• Instructions to follow
Please give the records below as a Markdown table with the columns Number and Record line, starting with the line that contains "QA review pass — verify and re-annotate all instances of tree" and going on through the line that contains "73, 236, 141]]", leaving out blank lines. Include only those lines.

• Materials provided
==============================

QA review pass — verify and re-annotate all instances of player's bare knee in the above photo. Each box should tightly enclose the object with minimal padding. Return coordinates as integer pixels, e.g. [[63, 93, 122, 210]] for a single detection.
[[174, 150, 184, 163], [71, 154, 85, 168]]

==============================

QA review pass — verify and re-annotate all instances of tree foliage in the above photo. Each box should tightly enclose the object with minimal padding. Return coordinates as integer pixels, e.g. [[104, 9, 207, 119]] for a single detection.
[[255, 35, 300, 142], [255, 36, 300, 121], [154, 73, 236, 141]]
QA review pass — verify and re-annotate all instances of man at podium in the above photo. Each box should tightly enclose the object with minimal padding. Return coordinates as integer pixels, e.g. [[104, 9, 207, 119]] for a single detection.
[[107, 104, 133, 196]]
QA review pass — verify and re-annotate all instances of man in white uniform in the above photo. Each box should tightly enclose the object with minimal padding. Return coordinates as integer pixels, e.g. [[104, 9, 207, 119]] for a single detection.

==============================

• In response
| Number | Record line |
|---|---|
| 1 | QA review pass — verify and re-annotate all instances of tree foliage in the above photo. Each box should tightly enclose the object with minimal padding. Return coordinates as integer pixels, e.g. [[104, 9, 207, 119]] for a single detection. |
| 2 | [[255, 35, 300, 142], [255, 36, 300, 121], [154, 73, 236, 141]] |